#### BRIEF:
Copy the records below word for word, from the first line through the line that contains "box: [54, 178, 70, 197]", and leave out any pictures.

#### THE RECORDS:
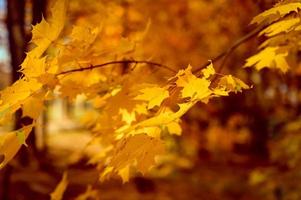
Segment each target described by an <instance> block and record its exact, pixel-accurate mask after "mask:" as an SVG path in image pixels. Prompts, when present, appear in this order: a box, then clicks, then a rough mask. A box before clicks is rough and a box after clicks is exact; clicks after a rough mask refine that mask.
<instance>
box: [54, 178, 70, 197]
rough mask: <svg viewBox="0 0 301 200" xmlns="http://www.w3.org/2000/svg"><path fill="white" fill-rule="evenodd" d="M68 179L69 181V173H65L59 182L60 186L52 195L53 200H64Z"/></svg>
mask: <svg viewBox="0 0 301 200" xmlns="http://www.w3.org/2000/svg"><path fill="white" fill-rule="evenodd" d="M68 183H69V182H68V179H67V173H66V172H64V174H63V178H62V179H61V181H60V182H59V184H58V185H57V186H56V188H55V190H54V191H53V192H52V193H51V194H50V197H51V200H62V199H63V195H64V192H65V190H66V188H67V186H68Z"/></svg>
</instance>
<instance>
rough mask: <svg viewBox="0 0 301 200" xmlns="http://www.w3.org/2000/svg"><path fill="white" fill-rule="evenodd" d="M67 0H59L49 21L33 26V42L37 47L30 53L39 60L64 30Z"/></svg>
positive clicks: (45, 21) (49, 19) (32, 42)
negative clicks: (48, 47) (39, 57)
mask: <svg viewBox="0 0 301 200" xmlns="http://www.w3.org/2000/svg"><path fill="white" fill-rule="evenodd" d="M66 9H67V0H57V1H55V2H54V4H53V7H52V8H51V9H50V12H51V17H50V18H49V19H47V21H46V20H45V19H44V18H43V19H42V21H41V22H40V23H38V24H37V25H35V26H33V29H32V39H31V42H32V43H34V44H35V45H36V47H35V48H34V49H33V50H31V51H30V54H31V56H33V57H37V58H39V57H40V56H42V54H43V53H44V52H45V51H46V49H47V48H48V47H49V45H50V44H51V43H52V42H53V41H55V40H56V39H57V38H58V36H59V35H60V33H61V31H62V30H63V28H64V24H65V18H66Z"/></svg>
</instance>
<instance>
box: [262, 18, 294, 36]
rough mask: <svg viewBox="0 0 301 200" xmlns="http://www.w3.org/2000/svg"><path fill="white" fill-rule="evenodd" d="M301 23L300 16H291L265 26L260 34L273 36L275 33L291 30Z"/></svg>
mask: <svg viewBox="0 0 301 200" xmlns="http://www.w3.org/2000/svg"><path fill="white" fill-rule="evenodd" d="M299 24H300V19H299V18H291V19H285V20H281V21H279V22H275V23H273V24H271V25H270V26H268V27H267V28H265V29H264V30H263V31H261V32H260V33H259V35H266V36H268V37H272V36H274V35H277V34H279V33H281V32H286V33H287V32H289V31H291V30H293V29H294V27H296V25H299Z"/></svg>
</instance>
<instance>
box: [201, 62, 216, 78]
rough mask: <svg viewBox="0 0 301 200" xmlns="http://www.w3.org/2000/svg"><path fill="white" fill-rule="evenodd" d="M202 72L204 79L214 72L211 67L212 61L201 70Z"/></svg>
mask: <svg viewBox="0 0 301 200" xmlns="http://www.w3.org/2000/svg"><path fill="white" fill-rule="evenodd" d="M210 62H211V61H210ZM202 73H203V75H204V77H205V78H206V79H208V78H209V77H210V76H211V75H214V74H215V69H214V67H213V64H212V62H211V63H210V64H209V65H208V66H207V67H206V68H205V69H203V70H202Z"/></svg>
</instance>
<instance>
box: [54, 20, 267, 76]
mask: <svg viewBox="0 0 301 200" xmlns="http://www.w3.org/2000/svg"><path fill="white" fill-rule="evenodd" d="M266 26H267V25H265V24H263V25H261V26H258V27H257V28H255V29H254V30H253V31H251V32H249V33H248V34H246V35H244V36H243V37H241V38H239V39H238V40H237V41H235V42H234V43H233V44H232V45H231V46H230V47H229V48H228V49H227V50H225V51H223V52H222V53H220V54H219V55H217V56H216V57H215V58H213V59H212V60H210V61H207V62H206V63H204V64H203V65H201V66H199V67H197V68H196V69H194V70H193V74H195V75H198V73H199V72H200V71H201V70H202V69H204V68H205V67H206V66H208V65H209V64H210V63H211V62H216V61H218V60H220V59H221V58H223V57H224V59H223V62H222V64H221V65H220V66H219V68H218V69H217V70H216V72H217V73H220V71H221V70H222V69H223V67H224V65H225V63H226V60H227V58H228V57H229V55H230V54H231V53H232V52H233V51H234V50H235V49H236V48H237V47H239V46H240V45H241V44H243V43H245V42H246V41H248V40H250V39H251V38H252V37H254V36H255V35H257V34H258V33H259V32H261V31H262V30H263V29H264V28H266ZM128 63H134V64H148V65H153V66H156V67H160V68H163V69H166V70H168V71H171V72H173V73H177V71H176V70H174V69H172V68H170V67H168V66H166V65H164V64H160V63H156V62H151V61H145V60H117V61H110V62H106V63H102V64H99V65H91V66H90V67H84V68H78V69H72V70H67V71H63V72H60V73H58V74H56V75H57V76H60V75H63V74H69V73H73V72H81V71H85V70H92V69H95V68H101V67H105V66H109V65H115V64H128Z"/></svg>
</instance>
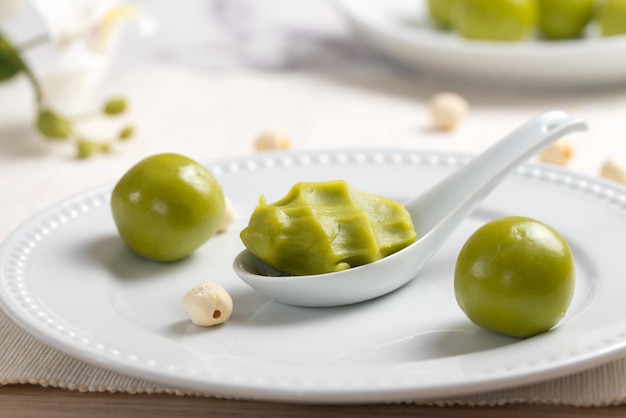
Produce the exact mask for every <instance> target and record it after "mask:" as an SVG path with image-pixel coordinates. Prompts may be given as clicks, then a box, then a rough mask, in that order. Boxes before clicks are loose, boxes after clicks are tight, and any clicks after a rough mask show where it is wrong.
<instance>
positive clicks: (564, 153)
mask: <svg viewBox="0 0 626 418" xmlns="http://www.w3.org/2000/svg"><path fill="white" fill-rule="evenodd" d="M573 155H574V147H573V145H572V143H571V142H570V141H569V140H567V139H561V140H560V141H557V142H555V143H553V144H551V145H549V146H547V147H546V148H544V149H543V150H541V152H540V153H539V155H538V156H537V157H538V158H539V160H540V161H543V162H546V163H550V164H556V165H567V164H568V163H569V162H570V160H571V159H572V157H573Z"/></svg>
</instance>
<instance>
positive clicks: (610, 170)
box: [600, 158, 626, 184]
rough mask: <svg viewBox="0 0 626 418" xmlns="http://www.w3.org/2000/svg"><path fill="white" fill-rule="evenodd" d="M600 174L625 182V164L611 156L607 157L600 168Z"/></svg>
mask: <svg viewBox="0 0 626 418" xmlns="http://www.w3.org/2000/svg"><path fill="white" fill-rule="evenodd" d="M600 176H602V177H604V178H606V179H609V180H613V181H616V182H618V183H622V184H626V164H624V163H623V162H621V161H618V160H616V159H613V158H609V159H607V160H606V161H605V162H604V164H602V167H601V168H600Z"/></svg>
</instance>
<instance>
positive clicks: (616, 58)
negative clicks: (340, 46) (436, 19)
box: [336, 0, 626, 87]
mask: <svg viewBox="0 0 626 418" xmlns="http://www.w3.org/2000/svg"><path fill="white" fill-rule="evenodd" d="M336 1H337V4H338V6H339V9H340V10H341V11H342V12H343V15H344V16H345V17H346V18H347V19H348V21H349V22H350V23H351V25H352V26H353V28H354V29H355V31H356V32H357V33H358V34H359V35H360V36H361V37H362V38H363V39H364V40H365V41H366V42H367V43H369V44H370V45H372V46H373V47H375V48H376V49H378V50H380V51H382V52H384V53H386V54H387V55H389V56H391V57H393V58H395V59H397V60H399V61H401V62H403V63H405V64H408V65H409V66H412V67H415V68H417V69H420V70H424V71H429V72H436V73H438V74H445V75H448V76H453V77H458V78H462V79H474V80H480V81H483V82H484V81H487V82H489V83H497V84H512V85H522V86H555V87H573V86H580V85H585V86H590V85H606V84H613V83H618V82H623V81H626V36H615V37H610V38H600V37H597V36H588V37H586V38H583V39H579V40H566V41H552V42H550V41H541V40H530V41H527V42H521V43H499V42H481V41H469V40H464V39H462V38H461V37H459V36H457V35H456V34H454V33H453V32H446V31H442V30H439V29H437V28H436V27H434V25H433V24H432V23H431V22H430V21H429V18H428V16H427V10H426V1H425V0H336Z"/></svg>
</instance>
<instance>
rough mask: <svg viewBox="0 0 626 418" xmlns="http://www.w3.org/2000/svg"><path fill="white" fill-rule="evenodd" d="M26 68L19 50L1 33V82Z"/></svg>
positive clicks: (11, 76) (0, 71) (0, 67)
mask: <svg viewBox="0 0 626 418" xmlns="http://www.w3.org/2000/svg"><path fill="white" fill-rule="evenodd" d="M23 68H24V66H23V63H22V60H21V59H20V57H19V55H18V53H17V51H16V50H15V49H14V48H13V47H12V46H11V44H10V43H9V42H8V41H7V40H6V39H5V38H4V37H3V36H2V34H0V82H2V81H6V80H9V79H11V78H13V77H15V76H16V75H17V74H19V73H20V72H21V71H22V69H23Z"/></svg>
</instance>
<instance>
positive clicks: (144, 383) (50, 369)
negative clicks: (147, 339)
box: [0, 311, 626, 406]
mask: <svg viewBox="0 0 626 418" xmlns="http://www.w3.org/2000/svg"><path fill="white" fill-rule="evenodd" d="M0 341H1V344H0V384H2V385H8V384H35V385H41V386H51V387H59V388H65V389H69V390H74V391H80V392H111V393H113V392H126V393H168V394H176V395H193V396H211V395H212V394H211V393H193V392H190V391H185V390H181V389H179V388H175V387H168V386H163V385H160V384H157V383H154V382H150V381H146V380H141V379H136V378H133V377H129V376H125V375H122V374H119V373H116V372H113V371H110V370H106V369H103V368H100V367H96V366H94V365H91V364H89V363H86V362H84V361H81V360H78V359H76V358H73V357H71V356H69V355H66V354H64V353H62V352H60V351H58V350H56V349H54V348H52V347H50V346H48V345H46V344H43V343H42V342H40V341H39V340H37V339H36V338H34V337H32V336H31V335H30V334H28V333H26V332H25V331H23V330H22V329H21V328H20V327H19V326H17V325H16V324H15V323H14V322H13V321H12V320H11V319H10V318H9V317H8V316H7V315H6V314H5V313H4V312H2V311H0ZM625 399H626V359H620V360H616V361H613V362H610V363H606V364H604V365H602V366H599V367H596V368H593V369H590V370H587V371H584V372H581V373H577V374H573V375H571V376H567V377H563V378H560V379H555V380H550V381H546V382H542V383H537V384H534V385H528V386H523V387H519V388H513V389H507V390H500V391H496V392H489V393H482V394H476V395H471V396H463V397H459V398H454V399H443V400H433V401H419V402H417V403H419V404H433V405H477V406H478V405H505V404H511V403H534V404H552V405H571V406H606V405H615V404H620V403H622V402H623V401H624V400H625Z"/></svg>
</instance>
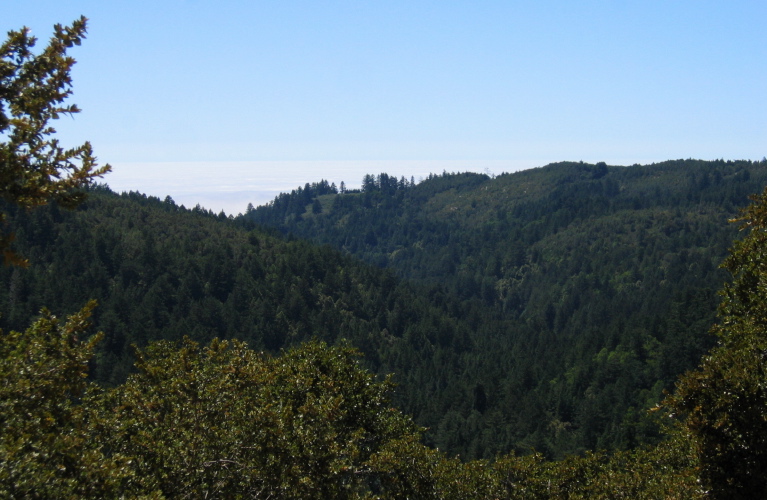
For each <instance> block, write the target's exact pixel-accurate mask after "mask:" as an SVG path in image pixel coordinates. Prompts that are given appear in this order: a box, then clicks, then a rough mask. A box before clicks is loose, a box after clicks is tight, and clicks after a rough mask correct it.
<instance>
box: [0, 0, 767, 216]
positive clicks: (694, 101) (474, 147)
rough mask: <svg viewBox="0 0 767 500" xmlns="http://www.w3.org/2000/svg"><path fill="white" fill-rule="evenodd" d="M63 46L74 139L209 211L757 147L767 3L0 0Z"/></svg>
mask: <svg viewBox="0 0 767 500" xmlns="http://www.w3.org/2000/svg"><path fill="white" fill-rule="evenodd" d="M80 15H85V16H87V17H88V18H89V20H90V21H89V30H88V31H89V34H88V38H87V40H86V41H85V42H84V43H83V45H82V46H81V47H75V48H74V49H73V50H72V51H71V54H72V55H73V56H74V57H75V58H76V59H77V60H78V63H77V65H76V67H75V69H74V72H73V77H74V95H73V97H72V99H71V102H74V103H77V104H78V106H80V107H81V108H82V109H83V112H82V113H80V114H78V115H76V116H75V119H74V120H72V119H69V118H64V119H62V120H59V121H58V122H57V123H56V124H55V125H56V128H57V129H58V130H59V134H60V137H61V139H62V140H63V142H64V143H65V144H69V145H75V144H78V143H81V142H83V141H84V140H89V141H91V142H92V144H93V145H94V148H95V151H96V154H97V155H98V157H99V158H100V160H101V161H102V162H108V163H111V164H112V165H113V167H114V172H113V173H111V174H109V175H108V176H107V177H106V179H105V181H106V182H107V183H108V184H109V185H110V186H111V187H112V188H113V189H115V190H129V189H131V190H138V191H142V192H145V193H148V194H153V195H156V196H160V197H164V196H165V195H171V196H173V197H174V199H176V201H177V202H180V203H185V204H187V205H193V204H195V203H200V204H202V205H203V206H205V207H207V208H211V209H213V210H215V211H218V210H220V209H222V208H223V209H224V210H226V211H227V213H232V212H233V213H237V212H239V211H243V210H244V208H245V206H246V205H247V203H248V202H249V201H250V202H253V203H254V204H261V203H263V202H265V201H267V200H269V199H271V198H273V197H274V196H275V195H276V194H277V193H278V192H280V191H284V190H289V189H292V188H294V187H296V186H298V185H303V184H304V183H306V182H313V181H318V180H320V179H323V178H324V179H328V180H330V181H333V182H336V183H339V182H340V181H345V182H346V184H347V185H348V186H349V187H358V186H359V184H360V182H361V179H362V176H363V175H364V174H365V173H373V174H377V173H380V172H387V173H390V174H392V175H396V176H398V177H399V176H400V175H405V176H406V177H408V178H410V176H411V175H412V176H414V177H416V179H418V178H419V177H421V176H424V175H427V174H428V173H429V172H442V171H443V170H447V171H463V170H473V171H491V172H493V173H501V172H504V171H512V170H518V169H521V168H530V167H535V166H541V165H545V164H546V163H549V162H554V161H564V160H583V161H589V162H598V161H606V162H607V163H608V164H622V165H625V164H632V163H651V162H657V161H663V160H667V159H676V158H701V159H715V158H725V159H753V160H758V159H761V158H762V157H763V156H764V155H765V154H767V147H765V144H766V142H767V141H766V139H767V99H766V98H765V97H766V96H767V92H766V91H767V69H765V61H767V38H765V36H764V34H763V29H764V25H765V23H766V22H767V2H764V1H763V0H758V1H757V0H754V1H738V0H734V1H730V2H724V1H705V0H696V1H692V0H687V1H682V0H680V1H675V2H668V1H653V0H650V1H643V2H638V1H634V2H631V1H619V0H585V1H579V2H572V1H529V2H522V1H481V0H479V1H472V2H455V1H442V2H437V1H428V2H427V1H418V0H410V1H397V0H387V1H376V2H372V1H359V0H358V1H341V2H339V1H324V2H319V1H314V2H310V1H290V0H283V1H279V2H276V1H275V2H263V1H253V0H251V1H227V0H217V1H215V2H213V1H206V0H152V1H151V2H150V1H145V0H134V1H132V2H108V1H103V0H102V1H95V0H94V1H90V0H83V1H79V0H72V1H67V2H62V1H61V0H40V1H38V0H25V1H24V2H20V1H9V0H5V1H3V2H2V3H1V4H0V28H1V29H3V30H4V32H7V31H8V30H11V29H19V28H21V27H22V26H27V27H29V28H31V29H32V31H33V33H34V34H35V35H36V36H38V38H40V42H39V46H40V47H42V46H43V45H44V44H45V43H46V41H47V39H48V38H49V37H50V34H51V33H52V26H53V24H55V23H64V24H66V23H69V22H71V21H72V20H73V19H75V18H76V17H78V16H80Z"/></svg>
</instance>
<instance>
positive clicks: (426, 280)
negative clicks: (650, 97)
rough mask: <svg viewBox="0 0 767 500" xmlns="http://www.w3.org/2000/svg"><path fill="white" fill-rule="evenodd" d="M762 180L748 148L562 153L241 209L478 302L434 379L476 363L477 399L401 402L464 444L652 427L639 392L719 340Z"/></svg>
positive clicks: (396, 179)
mask: <svg viewBox="0 0 767 500" xmlns="http://www.w3.org/2000/svg"><path fill="white" fill-rule="evenodd" d="M765 184H767V162H760V163H753V162H748V161H742V162H732V161H727V162H725V161H714V162H704V161H693V160H688V161H670V162H664V163H661V164H657V165H648V166H633V167H609V166H607V165H604V164H599V165H588V164H582V163H560V164H554V165H550V166H547V167H543V168H540V169H534V170H529V171H525V172H519V173H515V174H506V175H502V176H498V177H496V178H493V179H491V178H489V177H488V176H484V175H477V174H443V175H441V176H432V177H430V178H429V179H426V180H424V181H423V182H421V183H419V184H417V185H415V184H413V183H410V182H407V181H406V180H405V179H399V180H397V179H395V178H392V177H390V176H388V175H386V174H381V175H380V176H378V177H373V176H366V177H365V178H364V179H363V185H362V188H361V189H360V190H359V191H353V192H346V193H334V192H333V190H332V186H327V184H326V183H318V184H314V185H309V184H307V185H306V186H305V187H304V188H301V189H298V190H296V191H294V192H293V193H290V194H284V195H281V196H280V197H278V198H277V199H275V201H274V202H273V203H271V204H270V205H267V206H264V207H259V208H257V209H255V210H252V211H249V213H247V214H246V215H245V216H243V217H242V221H243V223H248V222H249V221H252V222H256V223H258V224H266V225H270V226H272V227H275V228H278V229H279V230H281V231H283V232H285V233H289V234H293V235H296V236H299V237H302V238H308V239H311V240H314V241H316V242H318V243H326V244H331V245H333V246H335V247H337V248H339V249H343V250H345V251H347V252H349V253H351V254H353V255H355V256H358V257H360V258H362V259H364V260H367V261H368V262H371V263H375V264H377V265H379V266H382V267H388V268H391V269H393V270H395V271H396V272H397V273H398V274H399V275H400V276H402V277H406V278H409V279H414V280H416V281H417V282H420V283H425V284H428V285H431V286H433V287H435V288H434V289H435V290H437V289H438V290H441V291H442V292H440V293H444V294H445V295H446V296H453V297H459V298H461V299H462V301H463V307H469V306H467V304H471V308H473V309H472V310H475V311H481V312H480V313H479V314H481V316H482V318H483V319H482V321H480V322H478V323H475V324H473V328H472V332H471V338H472V340H473V345H475V346H476V350H475V352H473V353H471V354H469V353H463V354H458V356H459V359H460V361H459V362H458V364H457V365H455V368H454V369H456V370H460V374H453V373H454V372H451V371H450V370H442V371H440V370H439V368H438V367H435V371H434V372H433V374H434V375H435V376H436V378H435V379H433V380H432V381H431V383H432V384H444V386H445V391H446V392H448V393H449V392H450V391H452V390H455V389H451V386H452V384H455V386H456V387H465V386H466V385H467V381H468V380H472V381H473V380H476V381H477V385H476V386H475V387H474V396H475V402H474V405H473V407H472V408H471V409H470V411H466V409H465V406H464V409H463V410H460V409H459V410H454V409H453V407H450V406H447V407H446V406H441V407H438V406H437V404H436V403H434V402H432V403H430V404H427V405H426V407H425V408H423V409H419V408H407V409H408V410H410V411H413V412H414V414H415V415H416V418H417V420H418V421H420V422H424V423H430V422H435V421H438V422H439V424H438V425H437V426H436V427H432V433H431V434H429V436H430V437H431V438H433V439H434V443H435V444H437V445H439V446H440V447H443V448H447V449H458V450H461V451H462V452H463V453H466V454H467V455H469V456H476V455H477V454H481V453H483V452H486V451H487V449H488V446H489V447H490V448H491V449H494V445H493V443H499V442H502V443H506V444H505V445H504V446H509V445H512V444H513V445H514V446H517V447H521V448H524V447H527V446H533V447H535V448H536V449H539V450H547V451H549V452H550V453H552V454H554V455H557V454H559V453H560V452H561V451H563V450H564V451H577V450H581V449H585V448H597V447H606V448H614V447H625V446H632V445H634V444H636V443H637V442H641V441H644V440H646V439H651V438H652V437H651V436H652V435H653V433H654V431H653V430H652V427H651V426H649V425H648V423H647V422H646V421H645V420H644V417H643V415H644V409H645V408H647V407H649V406H651V405H652V404H654V402H656V401H657V399H658V398H659V396H660V394H661V391H662V390H663V389H664V388H669V387H670V386H671V384H672V382H673V380H674V379H675V377H676V376H677V375H678V374H679V373H681V372H683V371H684V370H686V369H689V368H692V367H693V366H694V365H695V364H696V363H697V361H698V359H699V358H700V355H701V354H702V353H703V352H705V350H706V349H707V348H708V347H709V346H710V345H711V342H712V340H711V338H710V337H709V336H708V334H707V331H708V327H709V325H710V324H711V323H712V321H713V317H714V311H715V307H716V304H717V302H718V299H717V297H716V294H715V292H714V291H715V290H717V289H719V288H720V287H721V285H722V281H723V279H724V276H725V274H724V273H723V272H722V271H720V270H719V269H718V265H719V263H720V262H721V261H722V259H723V258H724V256H725V255H726V249H727V247H728V246H729V244H730V243H731V241H732V239H733V238H734V237H736V235H737V231H736V228H735V227H733V226H731V225H728V224H727V220H728V218H731V217H732V216H734V215H735V214H736V213H737V209H738V207H741V206H744V205H746V204H747V203H748V195H750V194H752V193H757V192H760V191H761V190H762V188H763V186H764V185H765ZM457 315H458V316H459V317H462V316H461V314H460V313H458V314H457ZM486 318H494V319H493V320H490V321H487V320H486ZM451 354H454V351H451ZM468 374H471V376H467V375H468ZM401 375H402V376H403V377H408V376H413V375H412V374H401ZM416 378H419V379H421V380H423V378H421V377H416ZM414 382H415V379H414ZM470 383H473V382H470ZM456 392H460V391H456ZM464 394H465V392H464ZM457 408H460V405H458V406H457ZM481 436H487V437H486V438H482V437H481ZM472 443H473V445H472Z"/></svg>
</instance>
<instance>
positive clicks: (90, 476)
mask: <svg viewBox="0 0 767 500" xmlns="http://www.w3.org/2000/svg"><path fill="white" fill-rule="evenodd" d="M94 305H95V304H93V303H91V304H89V305H88V306H87V307H86V308H84V309H83V310H82V311H80V312H79V313H77V314H75V315H73V316H72V317H70V318H69V319H68V321H67V322H66V323H63V324H62V323H61V322H60V321H59V320H57V319H56V318H55V317H54V316H52V315H51V314H50V313H49V312H47V311H43V315H42V318H40V319H39V320H37V321H36V322H35V323H34V324H33V325H32V326H31V327H30V328H28V329H27V330H26V331H25V332H24V333H19V332H14V331H12V332H10V333H2V332H0V380H2V384H0V429H1V431H0V496H2V497H3V498H41V499H44V498H83V497H92V498H95V497H102V498H103V497H104V496H109V497H112V496H116V495H117V492H118V491H120V489H121V486H122V484H123V481H124V480H125V479H126V478H128V477H129V476H130V471H129V467H128V464H129V461H128V460H126V459H125V458H124V457H122V456H120V455H119V454H113V455H112V456H110V457H106V456H105V455H104V453H103V451H102V447H103V443H102V442H100V441H95V440H94V439H93V438H92V435H90V433H89V432H88V429H87V427H88V425H89V419H88V416H87V415H86V413H85V412H84V411H83V408H82V407H80V406H79V405H78V404H77V401H78V400H79V399H80V398H81V397H82V396H83V394H84V393H85V389H86V381H85V377H86V376H87V373H88V361H89V360H90V359H91V357H92V356H93V352H94V350H95V346H96V344H97V343H98V341H99V340H100V339H101V337H102V335H101V334H99V335H96V336H93V337H91V338H90V339H89V340H87V341H81V340H79V339H78V337H81V336H82V335H85V334H86V332H85V329H86V327H87V320H88V317H89V315H90V312H91V310H92V309H93V307H94ZM97 418H98V417H97Z"/></svg>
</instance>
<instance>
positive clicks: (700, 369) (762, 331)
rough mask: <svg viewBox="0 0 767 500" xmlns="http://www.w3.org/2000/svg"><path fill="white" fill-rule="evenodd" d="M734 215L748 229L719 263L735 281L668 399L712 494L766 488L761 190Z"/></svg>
mask: <svg viewBox="0 0 767 500" xmlns="http://www.w3.org/2000/svg"><path fill="white" fill-rule="evenodd" d="M739 220H740V221H741V222H742V223H743V225H742V228H743V229H747V230H748V231H749V232H748V235H747V236H746V237H745V238H744V239H743V240H742V241H738V242H736V243H735V245H734V247H733V249H732V251H731V254H730V256H729V257H728V258H727V260H725V262H724V264H723V267H725V268H726V269H727V270H728V271H730V272H731V273H732V275H733V281H732V283H729V284H727V285H726V286H725V287H724V290H723V292H722V296H723V300H722V304H721V305H720V307H719V323H718V324H717V325H716V326H715V327H714V328H713V331H714V333H715V334H716V335H717V337H718V339H719V342H718V344H717V346H716V348H715V349H713V350H712V351H711V353H710V355H708V356H706V357H705V358H704V359H703V362H702V363H701V365H700V368H699V369H698V370H696V371H693V372H689V373H687V374H686V375H685V376H683V377H682V378H681V380H680V381H679V383H678V386H677V392H676V393H675V394H674V395H673V396H672V397H671V398H670V399H669V401H668V402H667V404H668V405H669V406H670V408H671V409H672V411H676V412H679V417H680V420H681V422H682V424H683V425H684V427H685V428H686V430H687V432H688V433H689V434H690V436H691V438H692V439H693V441H694V443H695V444H696V446H697V447H698V449H699V454H700V461H701V478H702V480H703V484H704V485H705V486H706V487H707V488H710V491H711V496H712V497H714V498H761V497H764V496H765V495H767V478H765V475H764V471H765V470H767V412H766V411H765V410H766V409H767V392H765V387H766V386H767V360H766V359H765V353H767V335H766V333H767V307H765V304H767V292H765V283H767V191H765V192H764V193H763V194H762V195H761V196H758V197H755V198H754V204H753V205H751V206H749V207H748V208H747V209H746V210H744V211H743V215H742V218H741V219H739Z"/></svg>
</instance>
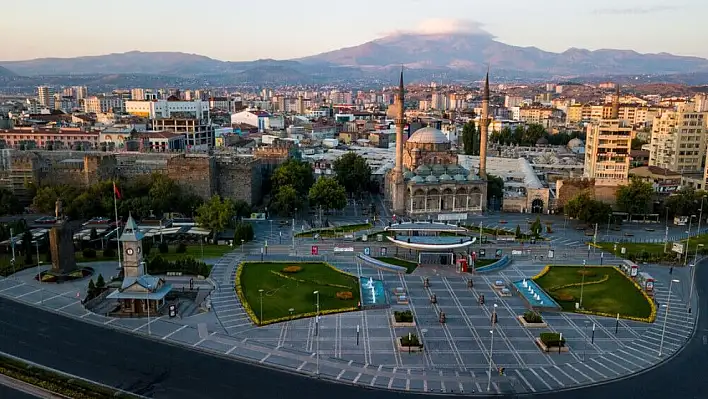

#### WRITTEN SOLUTION:
Segment each target described by an <instance> block and record its exact, pixel-accurate mask after "mask:" as an SVG path in image pixels. Prompts, when present, appear in this order: a box, then clicks, then a rough mask. A box before clicks is rough and a box after clicks is exact; clicks after a rough mask refine that mask.
<instance>
box: [54, 178, 70, 197]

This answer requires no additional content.